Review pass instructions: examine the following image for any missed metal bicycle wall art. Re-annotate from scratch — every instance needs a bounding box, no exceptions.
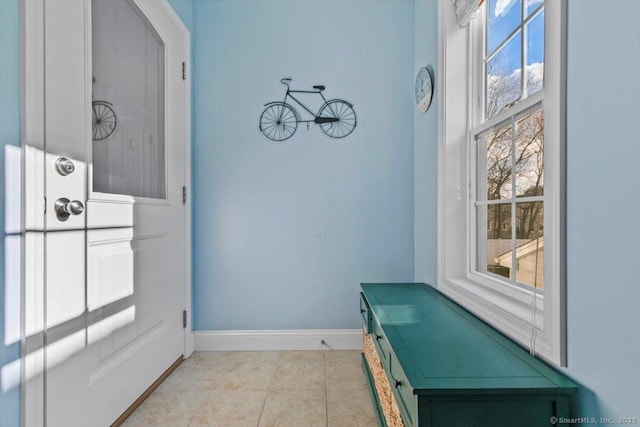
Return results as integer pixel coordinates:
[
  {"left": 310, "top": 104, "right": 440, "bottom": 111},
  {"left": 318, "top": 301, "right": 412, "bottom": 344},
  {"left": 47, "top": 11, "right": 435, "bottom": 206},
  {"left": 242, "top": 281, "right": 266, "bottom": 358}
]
[
  {"left": 91, "top": 77, "right": 118, "bottom": 141},
  {"left": 259, "top": 77, "right": 357, "bottom": 142}
]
= = = =
- **Task statement**:
Recast the lines of the records above as a Markdown table with two columns, Row and Line, numbering each row and skipping blank lines. Leave the picture out of the table.

- **Result of the exercise**:
| Row | Line |
|---|---|
| 1 | Review pass instructions: examine the following image for any missed metal bicycle wall art. Re-annotate from scratch — every instance needs a bounding box, no exceptions. |
| 2 | Return results as integer pixel coordinates: |
| 3 | [ |
| 4 |   {"left": 310, "top": 104, "right": 440, "bottom": 111}, |
| 5 |   {"left": 318, "top": 301, "right": 412, "bottom": 344}, |
| 6 |   {"left": 47, "top": 11, "right": 435, "bottom": 206}, |
| 7 |   {"left": 242, "top": 281, "right": 266, "bottom": 358} |
| 8 | ] |
| 9 | [ |
| 10 |   {"left": 91, "top": 77, "right": 118, "bottom": 141}, |
| 11 |   {"left": 259, "top": 77, "right": 357, "bottom": 142} |
| 12 | ] |